- [EXERCISE PASSAGE]:
=== Begin Enclosure ===
If you want to run the hardcoded demo, please reserve around two minutes for the search to complete.

The Maven project lives here.

Answer 1

Naming

QUEUEA, QUEUEB, DISTANCEA, DISTANCEB, PARENTSA, PARENTSB

Should be:

queueA, queueB, distanceA, distanceB, parentsA, parentsB

baseGetNeighbors is a strange name. I understand it's the 'base' method for getChildArticles/getParentArticles, but what is wrong with getNeighbors?

Also the reuse and the articulation between those three methods seem a bit naive to me, because tho base method only has three instructions, and only one is strictly identical: the other two use ternary operator... There is little profit in extracting this.
=== End Enclosure ===
- [WORK REQUEST 1]:
Copy the records from their start through the line containing "box: [628, 237, 749, 283]", swapping "positive clicks" for "foreground clicks" and leaving everything else unchanged.

- [DATA EXTRACTS]:
=== Begin Enclosure ===
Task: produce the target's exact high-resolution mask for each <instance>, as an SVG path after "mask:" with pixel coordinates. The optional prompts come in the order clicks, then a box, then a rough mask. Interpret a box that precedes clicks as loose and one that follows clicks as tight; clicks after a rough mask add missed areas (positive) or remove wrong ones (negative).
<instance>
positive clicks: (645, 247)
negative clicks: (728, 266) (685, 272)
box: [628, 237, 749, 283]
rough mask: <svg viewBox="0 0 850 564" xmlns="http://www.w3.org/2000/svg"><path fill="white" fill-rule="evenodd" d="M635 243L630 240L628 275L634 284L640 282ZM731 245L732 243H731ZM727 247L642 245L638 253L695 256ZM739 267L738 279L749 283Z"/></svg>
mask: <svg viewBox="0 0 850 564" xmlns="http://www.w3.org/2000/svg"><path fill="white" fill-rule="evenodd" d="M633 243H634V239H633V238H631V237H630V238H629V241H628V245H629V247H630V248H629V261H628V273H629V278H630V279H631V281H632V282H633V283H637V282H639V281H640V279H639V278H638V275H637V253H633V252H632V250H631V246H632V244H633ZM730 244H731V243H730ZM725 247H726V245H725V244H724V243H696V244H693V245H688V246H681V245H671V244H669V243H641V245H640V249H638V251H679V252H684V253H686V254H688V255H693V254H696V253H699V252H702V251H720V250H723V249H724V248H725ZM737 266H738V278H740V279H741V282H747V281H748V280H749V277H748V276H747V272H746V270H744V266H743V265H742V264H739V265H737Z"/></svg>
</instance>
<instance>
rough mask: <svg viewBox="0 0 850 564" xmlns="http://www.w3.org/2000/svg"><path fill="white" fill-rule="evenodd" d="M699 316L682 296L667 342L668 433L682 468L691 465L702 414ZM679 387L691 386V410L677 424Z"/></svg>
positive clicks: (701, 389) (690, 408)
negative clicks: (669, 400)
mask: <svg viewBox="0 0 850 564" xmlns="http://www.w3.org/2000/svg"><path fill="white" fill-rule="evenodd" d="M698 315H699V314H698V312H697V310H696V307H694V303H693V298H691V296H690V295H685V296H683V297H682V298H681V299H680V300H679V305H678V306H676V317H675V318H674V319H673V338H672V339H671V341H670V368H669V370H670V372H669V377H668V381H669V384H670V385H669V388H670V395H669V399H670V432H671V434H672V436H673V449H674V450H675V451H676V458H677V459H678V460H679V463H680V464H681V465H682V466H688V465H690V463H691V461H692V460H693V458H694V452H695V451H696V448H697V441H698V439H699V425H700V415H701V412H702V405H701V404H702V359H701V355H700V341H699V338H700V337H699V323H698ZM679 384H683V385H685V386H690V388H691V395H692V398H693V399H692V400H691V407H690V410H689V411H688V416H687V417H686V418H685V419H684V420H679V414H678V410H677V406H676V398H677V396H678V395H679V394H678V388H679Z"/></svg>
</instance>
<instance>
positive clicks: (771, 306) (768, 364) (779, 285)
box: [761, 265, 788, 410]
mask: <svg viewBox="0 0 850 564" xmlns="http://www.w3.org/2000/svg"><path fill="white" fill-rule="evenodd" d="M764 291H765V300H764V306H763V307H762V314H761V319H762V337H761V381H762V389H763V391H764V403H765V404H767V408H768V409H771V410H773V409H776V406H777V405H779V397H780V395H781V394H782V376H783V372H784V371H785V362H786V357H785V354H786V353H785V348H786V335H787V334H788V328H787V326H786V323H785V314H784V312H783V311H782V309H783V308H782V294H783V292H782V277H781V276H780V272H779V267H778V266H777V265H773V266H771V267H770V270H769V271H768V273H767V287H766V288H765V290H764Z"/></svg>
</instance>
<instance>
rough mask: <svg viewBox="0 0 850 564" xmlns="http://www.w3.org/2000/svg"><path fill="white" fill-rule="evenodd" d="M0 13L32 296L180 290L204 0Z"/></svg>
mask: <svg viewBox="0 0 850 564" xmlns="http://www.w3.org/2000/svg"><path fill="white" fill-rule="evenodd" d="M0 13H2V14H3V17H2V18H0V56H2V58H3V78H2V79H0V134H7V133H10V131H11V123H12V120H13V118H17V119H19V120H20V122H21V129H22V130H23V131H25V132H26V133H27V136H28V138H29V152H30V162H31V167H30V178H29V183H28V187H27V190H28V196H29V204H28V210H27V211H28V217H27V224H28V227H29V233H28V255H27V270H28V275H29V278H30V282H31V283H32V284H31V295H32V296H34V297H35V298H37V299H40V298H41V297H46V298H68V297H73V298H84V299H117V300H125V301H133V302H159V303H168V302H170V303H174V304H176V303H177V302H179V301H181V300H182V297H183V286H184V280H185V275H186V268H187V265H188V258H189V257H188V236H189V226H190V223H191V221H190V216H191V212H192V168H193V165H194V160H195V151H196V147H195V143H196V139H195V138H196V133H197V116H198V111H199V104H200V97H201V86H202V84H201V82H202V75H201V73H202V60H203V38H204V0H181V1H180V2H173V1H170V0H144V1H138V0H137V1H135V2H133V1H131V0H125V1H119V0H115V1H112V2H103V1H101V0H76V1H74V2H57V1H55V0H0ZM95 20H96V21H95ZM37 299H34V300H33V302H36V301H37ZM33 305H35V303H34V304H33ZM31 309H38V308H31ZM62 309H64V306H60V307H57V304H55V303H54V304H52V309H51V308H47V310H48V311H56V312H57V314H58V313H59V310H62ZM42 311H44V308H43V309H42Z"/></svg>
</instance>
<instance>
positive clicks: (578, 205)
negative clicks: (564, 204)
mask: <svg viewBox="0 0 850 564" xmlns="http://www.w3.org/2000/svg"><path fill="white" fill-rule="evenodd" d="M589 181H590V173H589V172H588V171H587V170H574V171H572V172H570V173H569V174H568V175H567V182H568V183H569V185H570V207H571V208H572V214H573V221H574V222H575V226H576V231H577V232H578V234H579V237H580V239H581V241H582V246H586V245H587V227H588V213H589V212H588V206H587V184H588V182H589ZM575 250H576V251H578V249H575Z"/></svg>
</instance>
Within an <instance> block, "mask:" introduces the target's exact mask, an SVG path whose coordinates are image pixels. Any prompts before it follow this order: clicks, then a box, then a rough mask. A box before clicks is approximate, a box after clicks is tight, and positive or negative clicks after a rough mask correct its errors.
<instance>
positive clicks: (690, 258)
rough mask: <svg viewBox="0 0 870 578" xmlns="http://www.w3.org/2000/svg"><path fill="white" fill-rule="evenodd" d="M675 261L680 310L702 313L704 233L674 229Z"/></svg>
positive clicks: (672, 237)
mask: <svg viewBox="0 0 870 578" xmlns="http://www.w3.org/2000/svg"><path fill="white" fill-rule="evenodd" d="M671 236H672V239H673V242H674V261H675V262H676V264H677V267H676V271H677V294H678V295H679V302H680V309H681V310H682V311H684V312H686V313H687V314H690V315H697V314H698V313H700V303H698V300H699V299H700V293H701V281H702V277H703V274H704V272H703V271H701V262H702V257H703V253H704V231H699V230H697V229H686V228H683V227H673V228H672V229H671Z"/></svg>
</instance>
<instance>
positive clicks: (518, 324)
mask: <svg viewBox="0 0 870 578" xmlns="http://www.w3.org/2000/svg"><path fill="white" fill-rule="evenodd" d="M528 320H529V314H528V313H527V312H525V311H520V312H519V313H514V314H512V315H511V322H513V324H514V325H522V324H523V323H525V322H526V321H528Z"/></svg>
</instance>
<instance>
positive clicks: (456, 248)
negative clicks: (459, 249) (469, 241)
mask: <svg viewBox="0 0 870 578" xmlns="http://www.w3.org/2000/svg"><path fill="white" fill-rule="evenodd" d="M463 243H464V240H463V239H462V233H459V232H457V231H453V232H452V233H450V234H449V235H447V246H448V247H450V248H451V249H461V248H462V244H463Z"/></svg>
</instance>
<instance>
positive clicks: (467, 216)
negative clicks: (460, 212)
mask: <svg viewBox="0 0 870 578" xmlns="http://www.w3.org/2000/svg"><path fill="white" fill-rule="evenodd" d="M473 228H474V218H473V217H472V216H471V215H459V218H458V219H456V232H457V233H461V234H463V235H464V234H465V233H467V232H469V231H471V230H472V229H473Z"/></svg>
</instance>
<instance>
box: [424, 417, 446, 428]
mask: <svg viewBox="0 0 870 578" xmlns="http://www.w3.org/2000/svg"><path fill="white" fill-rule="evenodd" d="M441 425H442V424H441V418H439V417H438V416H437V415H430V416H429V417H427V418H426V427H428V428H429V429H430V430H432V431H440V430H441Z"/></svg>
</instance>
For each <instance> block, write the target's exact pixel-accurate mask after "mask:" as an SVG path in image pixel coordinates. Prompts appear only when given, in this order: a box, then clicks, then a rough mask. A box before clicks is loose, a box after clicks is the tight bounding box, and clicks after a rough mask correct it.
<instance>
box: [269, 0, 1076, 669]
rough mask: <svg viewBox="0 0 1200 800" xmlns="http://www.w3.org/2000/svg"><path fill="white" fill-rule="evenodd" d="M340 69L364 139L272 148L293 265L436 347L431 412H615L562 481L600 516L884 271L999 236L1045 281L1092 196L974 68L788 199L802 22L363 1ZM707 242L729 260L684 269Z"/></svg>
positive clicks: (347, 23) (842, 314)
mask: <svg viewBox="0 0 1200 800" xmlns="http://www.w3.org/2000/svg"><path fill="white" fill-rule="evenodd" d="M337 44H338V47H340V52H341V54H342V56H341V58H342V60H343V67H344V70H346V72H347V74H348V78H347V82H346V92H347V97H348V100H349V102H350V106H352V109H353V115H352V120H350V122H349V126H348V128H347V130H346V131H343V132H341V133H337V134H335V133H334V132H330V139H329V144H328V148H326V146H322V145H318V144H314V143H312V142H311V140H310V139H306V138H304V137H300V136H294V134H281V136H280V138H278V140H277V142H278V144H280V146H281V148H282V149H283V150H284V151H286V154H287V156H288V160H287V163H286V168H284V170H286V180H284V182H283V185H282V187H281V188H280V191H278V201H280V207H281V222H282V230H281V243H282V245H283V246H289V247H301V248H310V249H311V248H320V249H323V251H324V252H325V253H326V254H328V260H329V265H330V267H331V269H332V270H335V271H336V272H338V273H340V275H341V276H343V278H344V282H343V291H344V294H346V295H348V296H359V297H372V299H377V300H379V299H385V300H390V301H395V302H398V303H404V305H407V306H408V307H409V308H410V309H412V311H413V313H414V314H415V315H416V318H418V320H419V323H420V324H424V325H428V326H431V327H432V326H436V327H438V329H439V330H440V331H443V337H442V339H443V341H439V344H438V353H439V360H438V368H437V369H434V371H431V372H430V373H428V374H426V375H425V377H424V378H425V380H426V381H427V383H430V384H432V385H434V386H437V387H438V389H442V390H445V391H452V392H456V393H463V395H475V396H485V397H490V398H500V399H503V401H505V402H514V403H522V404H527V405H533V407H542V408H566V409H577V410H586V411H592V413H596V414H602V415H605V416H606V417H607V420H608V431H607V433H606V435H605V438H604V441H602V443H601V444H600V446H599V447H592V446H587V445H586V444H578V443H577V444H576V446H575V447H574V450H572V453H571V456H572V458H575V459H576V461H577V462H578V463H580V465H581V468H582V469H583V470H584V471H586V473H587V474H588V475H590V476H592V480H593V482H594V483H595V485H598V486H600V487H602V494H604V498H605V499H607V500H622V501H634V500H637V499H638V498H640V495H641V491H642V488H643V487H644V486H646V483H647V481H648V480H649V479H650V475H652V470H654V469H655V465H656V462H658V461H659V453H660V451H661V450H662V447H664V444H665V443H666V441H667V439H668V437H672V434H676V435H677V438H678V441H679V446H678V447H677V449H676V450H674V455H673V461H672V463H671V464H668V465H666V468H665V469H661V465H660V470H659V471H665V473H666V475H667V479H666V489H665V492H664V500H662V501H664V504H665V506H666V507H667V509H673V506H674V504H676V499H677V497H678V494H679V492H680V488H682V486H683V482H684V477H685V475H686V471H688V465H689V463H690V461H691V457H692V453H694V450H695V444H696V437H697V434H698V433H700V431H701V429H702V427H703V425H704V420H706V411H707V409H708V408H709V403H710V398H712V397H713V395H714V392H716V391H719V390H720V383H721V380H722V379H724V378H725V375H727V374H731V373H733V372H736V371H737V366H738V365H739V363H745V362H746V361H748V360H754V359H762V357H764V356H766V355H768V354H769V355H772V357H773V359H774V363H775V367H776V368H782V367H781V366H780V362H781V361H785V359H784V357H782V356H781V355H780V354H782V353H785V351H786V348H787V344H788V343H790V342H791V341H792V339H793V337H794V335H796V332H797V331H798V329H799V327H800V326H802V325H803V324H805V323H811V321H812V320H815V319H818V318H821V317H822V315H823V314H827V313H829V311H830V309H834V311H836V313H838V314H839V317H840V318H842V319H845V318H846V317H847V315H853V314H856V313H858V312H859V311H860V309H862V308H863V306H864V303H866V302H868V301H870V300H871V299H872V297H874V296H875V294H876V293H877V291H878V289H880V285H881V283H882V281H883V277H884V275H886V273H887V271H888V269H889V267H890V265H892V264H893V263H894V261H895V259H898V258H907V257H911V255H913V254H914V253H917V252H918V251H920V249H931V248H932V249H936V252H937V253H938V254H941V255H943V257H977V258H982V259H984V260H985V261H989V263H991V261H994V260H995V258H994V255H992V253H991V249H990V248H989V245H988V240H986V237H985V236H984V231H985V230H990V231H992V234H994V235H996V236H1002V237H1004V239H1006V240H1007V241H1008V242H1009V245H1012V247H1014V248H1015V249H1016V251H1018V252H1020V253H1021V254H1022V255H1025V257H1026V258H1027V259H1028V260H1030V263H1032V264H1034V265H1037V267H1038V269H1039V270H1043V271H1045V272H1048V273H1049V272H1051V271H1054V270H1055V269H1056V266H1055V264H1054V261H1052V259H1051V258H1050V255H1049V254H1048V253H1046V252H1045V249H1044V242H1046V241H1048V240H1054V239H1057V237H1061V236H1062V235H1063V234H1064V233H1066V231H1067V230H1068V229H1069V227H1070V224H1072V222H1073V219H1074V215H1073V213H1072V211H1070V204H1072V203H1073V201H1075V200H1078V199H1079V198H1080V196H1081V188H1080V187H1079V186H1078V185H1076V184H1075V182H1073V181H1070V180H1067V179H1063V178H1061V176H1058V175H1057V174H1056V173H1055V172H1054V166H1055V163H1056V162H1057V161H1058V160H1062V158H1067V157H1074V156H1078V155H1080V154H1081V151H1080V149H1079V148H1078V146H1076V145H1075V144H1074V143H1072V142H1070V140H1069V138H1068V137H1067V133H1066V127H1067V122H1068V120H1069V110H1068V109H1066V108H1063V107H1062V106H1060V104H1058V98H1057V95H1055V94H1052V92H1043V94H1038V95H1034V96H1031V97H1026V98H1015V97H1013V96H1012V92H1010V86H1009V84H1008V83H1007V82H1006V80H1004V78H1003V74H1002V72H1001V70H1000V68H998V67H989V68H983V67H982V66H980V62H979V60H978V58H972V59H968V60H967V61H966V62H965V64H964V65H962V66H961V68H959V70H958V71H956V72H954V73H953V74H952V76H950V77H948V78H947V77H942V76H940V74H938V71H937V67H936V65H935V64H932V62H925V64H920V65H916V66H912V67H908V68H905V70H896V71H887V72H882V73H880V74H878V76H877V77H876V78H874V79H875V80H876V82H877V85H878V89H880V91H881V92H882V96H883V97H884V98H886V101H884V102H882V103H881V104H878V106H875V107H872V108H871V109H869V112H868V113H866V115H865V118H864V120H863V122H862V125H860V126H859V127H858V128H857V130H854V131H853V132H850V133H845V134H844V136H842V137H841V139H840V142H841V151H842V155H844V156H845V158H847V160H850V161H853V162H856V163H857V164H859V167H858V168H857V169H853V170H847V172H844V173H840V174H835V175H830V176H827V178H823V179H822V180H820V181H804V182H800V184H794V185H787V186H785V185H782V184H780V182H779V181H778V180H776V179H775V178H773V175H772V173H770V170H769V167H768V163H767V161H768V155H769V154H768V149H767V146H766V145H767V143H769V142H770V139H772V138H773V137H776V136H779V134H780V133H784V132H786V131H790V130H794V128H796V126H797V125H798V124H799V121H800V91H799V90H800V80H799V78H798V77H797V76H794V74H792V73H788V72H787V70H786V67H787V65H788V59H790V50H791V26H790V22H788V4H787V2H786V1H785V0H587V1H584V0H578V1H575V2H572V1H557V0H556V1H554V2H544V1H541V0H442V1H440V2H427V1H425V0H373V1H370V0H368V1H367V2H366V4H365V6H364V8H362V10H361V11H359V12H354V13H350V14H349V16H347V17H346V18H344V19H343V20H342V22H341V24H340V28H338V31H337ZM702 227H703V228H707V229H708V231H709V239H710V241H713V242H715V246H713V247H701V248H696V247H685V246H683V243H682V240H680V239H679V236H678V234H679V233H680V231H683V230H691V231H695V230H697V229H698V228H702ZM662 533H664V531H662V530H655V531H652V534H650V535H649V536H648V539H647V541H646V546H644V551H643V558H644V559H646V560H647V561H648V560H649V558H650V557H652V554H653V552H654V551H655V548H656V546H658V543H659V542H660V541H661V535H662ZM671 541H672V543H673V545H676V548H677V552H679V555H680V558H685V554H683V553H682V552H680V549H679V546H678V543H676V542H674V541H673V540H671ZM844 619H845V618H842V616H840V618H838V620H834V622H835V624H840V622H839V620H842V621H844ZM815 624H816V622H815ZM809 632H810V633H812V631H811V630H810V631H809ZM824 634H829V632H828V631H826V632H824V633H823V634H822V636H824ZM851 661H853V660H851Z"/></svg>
=== End Enclosure ===
- [WORK REQUEST 2]:
Transcribe the code review excerpt from "The Maven project" to "wrong with getNeighbors?".

- [FINAL ANSWER 1]:
Task: produce the target's exact high-resolution mask for each <instance>, as an SVG path after "mask:" with pixel coordinates. The optional prompts come in the order clicks, then a box, then a rough mask. Interpret a box that precedes clicks as loose and one that follows clicks as tight; clicks after a rough mask add missed areas (positive) or remove wrong ones (negative).
<instance>
foreground clicks: (645, 247)
negative clicks: (728, 266) (685, 272)
box: [628, 237, 749, 283]

- [FINAL ANSWER 2]:
The Maven project lives here.

Answer 1

Naming

QUEUEA, QUEUEB, DISTANCEA, DISTANCEB, PARENTSA, PARENTSB

Should be:

queueA, queueB, distanceA, distanceB, parentsA, parentsB

baseGetNeighbors is a strange name. I understand it's the 'base' method for getChildArticles/getParentArticles, but what is wrong with getNeighbors?